Dataset entries:
== == ==

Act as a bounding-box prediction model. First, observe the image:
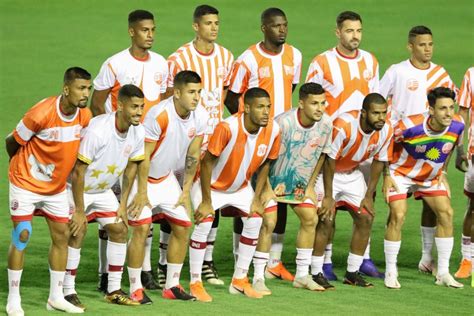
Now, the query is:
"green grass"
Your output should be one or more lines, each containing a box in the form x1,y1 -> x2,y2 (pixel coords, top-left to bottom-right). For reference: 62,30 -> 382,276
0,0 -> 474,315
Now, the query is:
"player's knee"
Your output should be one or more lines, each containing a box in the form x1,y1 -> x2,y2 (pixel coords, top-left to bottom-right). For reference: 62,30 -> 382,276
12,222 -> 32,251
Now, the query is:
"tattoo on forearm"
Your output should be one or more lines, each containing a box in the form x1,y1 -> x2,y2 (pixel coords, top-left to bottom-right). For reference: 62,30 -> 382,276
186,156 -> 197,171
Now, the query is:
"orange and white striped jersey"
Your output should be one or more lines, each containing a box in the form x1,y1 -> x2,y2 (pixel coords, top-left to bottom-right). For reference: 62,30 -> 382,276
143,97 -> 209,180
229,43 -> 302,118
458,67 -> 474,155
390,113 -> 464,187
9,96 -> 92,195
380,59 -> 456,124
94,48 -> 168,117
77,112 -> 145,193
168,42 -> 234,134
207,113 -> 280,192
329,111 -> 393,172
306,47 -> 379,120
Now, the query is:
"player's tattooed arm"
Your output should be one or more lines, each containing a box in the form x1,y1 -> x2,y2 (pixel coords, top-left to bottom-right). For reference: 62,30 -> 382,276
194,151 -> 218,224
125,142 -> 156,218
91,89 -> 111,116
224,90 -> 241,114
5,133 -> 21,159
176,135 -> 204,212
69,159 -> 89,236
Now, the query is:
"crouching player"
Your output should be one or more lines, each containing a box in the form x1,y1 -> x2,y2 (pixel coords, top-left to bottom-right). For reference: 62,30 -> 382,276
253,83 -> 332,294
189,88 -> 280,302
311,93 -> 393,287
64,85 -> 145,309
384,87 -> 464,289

== == ==

◆ **Goal of the exercise**:
Write out every one of the lines above without any changes, but leave the pictures out.

◆ **Exercise solution**:
Act as a bounding-box prediction model. First, observe the image:
Now, the query is:
"green grass"
Your output should be one or more lines, each containing a box in the form x1,y1 -> x2,y2 (pixel coords, top-left to bottom-right). For reference: 62,30 -> 382,276
0,0 -> 474,315
Now, the query is:
"player's knee"
Your output should be one or more lines, each containing a box in the form x1,y1 -> x2,y2 (pixel coords, top-left to bottom-right). For reference: 62,30 -> 382,276
12,222 -> 32,251
Now, the query is:
"tattoo on forearm"
Your output should be one or more lines, each containing a box in the form x1,y1 -> x2,y2 (pixel coords, top-left to bottom-right). For reference: 62,30 -> 382,276
186,156 -> 197,171
Now, the query is:
"orange and white striped jersey"
Your output should be one or more lines, each containing a box in the form x1,y1 -> x2,y2 (pixel coords, top-left to bottom-right). For reference: 62,30 -> 382,276
143,97 -> 209,180
229,43 -> 302,118
458,67 -> 474,155
390,113 -> 464,187
9,96 -> 92,195
380,59 -> 456,124
94,48 -> 168,117
77,112 -> 145,193
168,42 -> 234,134
207,113 -> 280,192
329,111 -> 393,172
306,47 -> 379,120
Now, the query is:
"player's tattooed arm"
Your output should be one or more lines, each containing a box in the form x1,y1 -> x2,y2 (pixel coords, top-left to bottom-right). For reference: 62,30 -> 382,276
194,151 -> 218,224
125,142 -> 156,218
91,89 -> 111,116
224,90 -> 241,114
5,133 -> 21,159
176,135 -> 204,212
69,159 -> 89,236
Now, the query is:
"crouching player"
Your output should be one or more lines, each containing a box in the form x1,y1 -> x2,y2 (pixel coords, top-left to bottom-right). For reference: 62,30 -> 382,276
253,83 -> 332,294
189,88 -> 280,302
311,93 -> 393,287
64,85 -> 145,309
384,87 -> 464,289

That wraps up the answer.